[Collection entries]
☆ ☆ ☆ ☆

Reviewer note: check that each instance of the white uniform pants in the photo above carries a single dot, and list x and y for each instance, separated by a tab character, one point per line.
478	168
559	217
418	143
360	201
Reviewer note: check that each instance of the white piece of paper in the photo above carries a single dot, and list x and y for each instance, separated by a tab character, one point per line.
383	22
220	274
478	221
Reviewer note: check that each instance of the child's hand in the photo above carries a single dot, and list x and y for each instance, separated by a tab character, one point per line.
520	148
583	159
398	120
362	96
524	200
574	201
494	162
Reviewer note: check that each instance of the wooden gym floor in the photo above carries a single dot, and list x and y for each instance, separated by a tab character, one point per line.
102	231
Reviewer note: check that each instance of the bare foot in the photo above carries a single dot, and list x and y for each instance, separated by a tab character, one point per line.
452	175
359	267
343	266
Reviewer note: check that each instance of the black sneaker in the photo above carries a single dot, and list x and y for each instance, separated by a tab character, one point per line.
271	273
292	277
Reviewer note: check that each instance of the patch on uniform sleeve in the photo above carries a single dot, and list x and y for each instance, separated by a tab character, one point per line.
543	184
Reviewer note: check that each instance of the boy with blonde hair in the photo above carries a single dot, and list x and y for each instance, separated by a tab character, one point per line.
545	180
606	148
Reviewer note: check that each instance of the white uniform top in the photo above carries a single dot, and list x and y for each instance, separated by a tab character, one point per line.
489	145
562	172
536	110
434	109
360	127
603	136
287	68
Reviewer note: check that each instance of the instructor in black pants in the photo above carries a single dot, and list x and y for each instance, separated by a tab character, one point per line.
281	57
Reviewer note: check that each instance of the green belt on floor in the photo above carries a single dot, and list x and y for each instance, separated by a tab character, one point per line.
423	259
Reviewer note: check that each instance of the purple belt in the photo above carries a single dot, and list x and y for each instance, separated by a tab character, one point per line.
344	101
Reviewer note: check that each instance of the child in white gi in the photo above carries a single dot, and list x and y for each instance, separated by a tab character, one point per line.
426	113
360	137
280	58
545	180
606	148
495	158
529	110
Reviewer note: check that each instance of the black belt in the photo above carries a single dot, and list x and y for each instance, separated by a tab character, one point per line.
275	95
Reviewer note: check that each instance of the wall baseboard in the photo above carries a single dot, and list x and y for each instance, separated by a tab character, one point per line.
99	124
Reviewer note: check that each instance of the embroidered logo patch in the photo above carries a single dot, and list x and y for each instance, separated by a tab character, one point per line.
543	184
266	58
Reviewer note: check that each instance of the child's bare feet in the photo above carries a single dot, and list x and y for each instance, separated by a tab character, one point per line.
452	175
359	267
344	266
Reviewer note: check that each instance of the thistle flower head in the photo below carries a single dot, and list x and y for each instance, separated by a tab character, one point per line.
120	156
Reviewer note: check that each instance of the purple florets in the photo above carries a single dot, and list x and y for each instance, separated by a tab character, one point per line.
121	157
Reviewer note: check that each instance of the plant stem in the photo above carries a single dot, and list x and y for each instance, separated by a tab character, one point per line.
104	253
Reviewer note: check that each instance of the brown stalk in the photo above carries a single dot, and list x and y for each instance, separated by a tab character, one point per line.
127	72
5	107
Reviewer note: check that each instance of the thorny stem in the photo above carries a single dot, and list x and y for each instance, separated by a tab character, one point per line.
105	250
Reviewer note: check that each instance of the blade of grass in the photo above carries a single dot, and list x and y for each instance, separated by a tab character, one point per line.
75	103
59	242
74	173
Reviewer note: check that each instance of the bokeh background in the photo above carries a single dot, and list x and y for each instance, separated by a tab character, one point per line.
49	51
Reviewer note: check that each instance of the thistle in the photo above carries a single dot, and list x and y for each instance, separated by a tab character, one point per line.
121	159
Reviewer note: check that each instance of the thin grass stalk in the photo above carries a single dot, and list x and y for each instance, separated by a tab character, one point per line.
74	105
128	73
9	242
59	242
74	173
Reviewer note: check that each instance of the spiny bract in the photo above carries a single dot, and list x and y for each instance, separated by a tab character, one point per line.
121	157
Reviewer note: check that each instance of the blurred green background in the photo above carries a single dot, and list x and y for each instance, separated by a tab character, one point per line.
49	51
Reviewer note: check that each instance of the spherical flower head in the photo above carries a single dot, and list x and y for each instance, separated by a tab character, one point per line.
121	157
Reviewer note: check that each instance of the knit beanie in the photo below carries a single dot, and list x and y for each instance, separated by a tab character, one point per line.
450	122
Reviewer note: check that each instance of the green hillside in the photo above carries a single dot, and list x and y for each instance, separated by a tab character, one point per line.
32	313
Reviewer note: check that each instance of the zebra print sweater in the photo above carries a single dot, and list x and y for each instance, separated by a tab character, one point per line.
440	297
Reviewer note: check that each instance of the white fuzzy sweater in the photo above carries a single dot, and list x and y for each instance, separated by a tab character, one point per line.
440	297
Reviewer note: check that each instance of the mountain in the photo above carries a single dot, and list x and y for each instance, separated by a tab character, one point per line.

☆ ☆ ☆ ☆

_WRITTEN EXERCISE:_ Copy out all of the entries above word for word, line by line.

_FINISHED EXERCISE:_
Reviewer note: check that each instance of the white uniform pants in the photo above carries a single dot, and list x and y for each instance, separated by a tab character, one point per line.
478	168
559	217
418	143
360	201
Reviewer note: check that each instance of the white piece of paper in the photo above carries a single dot, and list x and y for each instance, separated by a tab character, one point per line.
383	22
220	274
478	221
Reviewer note: check that each instance of the child's hand in the photo above carries a single dot, and list x and y for each instance, separated by a tab character, one point per line.
520	148
583	159
398	120
362	96
524	200
574	201
494	162
Reviewer note: check that each instance of the wooden gym floor in the photo above carries a single dot, and list x and y for each instance, separated by a tab character, one point per line.
102	231
Reviewer note: check that each instance of the bare foot in the photo above carries a single dot, and list x and y for each instance, separated by a tab character, one point per line.
452	175
359	267
343	266
Reviewer note: check that each instance of the black sneaker in the photo above carries a single dot, and list x and y for each instance, separated by a tab character, one point per line.
271	273
292	277
Reviewer note: check that each instance of the patch on uniform sleeve in the photo above carries a single dot, and list x and y for each instance, separated by a tab character, one point per line.
543	184
Reviewer note: check that each instance of the boy with blonde hair in the photo above carries a single dot, and list x and y for each instance, separated by a tab character, one point per line.
545	180
606	148
Reviewer note: check that each instance of the white uniform top in the photo above carries a single dot, and list x and y for each instance, separated by a tab character, one point per line.
489	145
562	172
536	110
434	109
360	127
603	136
287	68
Reviewer note: check that each instance of the instructor in black pants in the photo above carries a single dot, and list x and y for each instance, separated by a tab character, one point per line.
281	57
Reviewer note: check that each instance of the green belt on floor in the photo above carries a single dot, and list x and y for each instance, separated by a tab character, one point per line.
423	259
Reviewer note: check that each instance of the purple belt in the photo above carries a single dot, and list x and y for each instance, separated by a tab character, one point per line.
344	101
Reviewer note: check that each instance of the child in white gi in the photo above carries a single dot, and list x and y for each instance, separated by a tab character, one point per line.
426	113
360	137
280	58
545	180
606	148
495	158
529	110
Reviewer note: check that each instance of the black belt in the photo above carries a single dot, and list x and y for each instance, separated by a tab character, one point per line.
275	95
Reviewer note: check that each instance of the wall baseboard in the photo above carries a single dot, and list x and y for each instance, separated by a tab character, one point per line.
99	124
Reviewer note: check that each instance of the embroidered logo patch in the photo above carries a single dot, and list x and y for each instance, separated by a tab character, one point per line.
543	184
266	58
Reviewer note: check that each instance of the child's bare feet in the photo above carries a single dot, and list x and y for each instance, separated by a tab character, one point per line.
452	175
359	267
344	266
Reviewer note: check that each instance of the thistle flower head in the photo below carries a single dot, and list x and y for each instance, separated by a tab character, one point per line.
120	156
Reviewer note: check that each instance of the purple florets in the photo above carries a single dot, and list x and y for each instance, separated by a tab character, one point per line.
121	157
Reviewer note: check that each instance of the plant stem in the photo above carries a single dot, and list x and y for each instance, separated by a tab character, one point per line.
104	253
Reviewer note: check that each instance of the brown stalk in the photo above carries a single dot, and list x and y for each instance, separated by a tab character, one point per line.
127	72
5	107
Reviewer note: check that each instance of the thorny stem in the photo above carries a single dot, and list x and y for each instance, separated by a tab character, one point per line.
105	250
Reviewer note: check that each instance of the blade of grass in the photo above carries a single dot, and list x and y for each instance, separated by a tab character, one point per line.
75	103
59	242
74	173
Reviewer note: check that each instance of the bokeh background in the photo above carries a single dot, and list x and y for each instance, separated by a tab character, one point per line.
49	51
Reviewer note: check that each instance of the thistle in the photo above carries a single dot, and list x and y for each instance, separated by a tab character, one point per line.
121	159
Reviewer note: check that each instance of the thin grass stalk in the photo above carries a single dot, and list x and y for each instance, separated by a tab character, one point per line.
74	105
128	73
9	242
59	242
74	173
Reviewer note: check that each instance of the spiny bract in the photo above carries a single dot, and list x and y for each instance, separated by a tab character, one point per line.
121	157
Reviewer note: check that each instance of the blurred green background in the photo above carries a single dot, and list x and y for each instance, separated by a tab character, one point per line.
49	51
Reviewer note: check that each instance of the spherical flower head in the photo above carries a single dot, and list x and y for each instance, separated by a tab character, one point per line.
121	157
Reviewer note: check that each instance of the knit beanie in the photo below carries a single dot, and list x and y for each instance, separated by a tab character, one point per line.
450	122
Reviewer note: check that each instance of the green hillside in the photo above carries a single dot, and list x and y for each instance, separated by a tab character, one point per line.
32	313
Reviewer note: check that each instance of the zebra print sweater in the photo above carries a single dot, and list x and y for each instance, separated by a tab character, one point per line.
440	297
Reviewer note: check that each instance of the white fuzzy sweater in the photo above carries a single dot, and list x and y for each instance, separated by a tab character, one point per line.
440	297
Reviewer note: check that each instance of the mountain in the photo above carries a single dot, and list x and y for each instance, separated by a tab character, one point per line.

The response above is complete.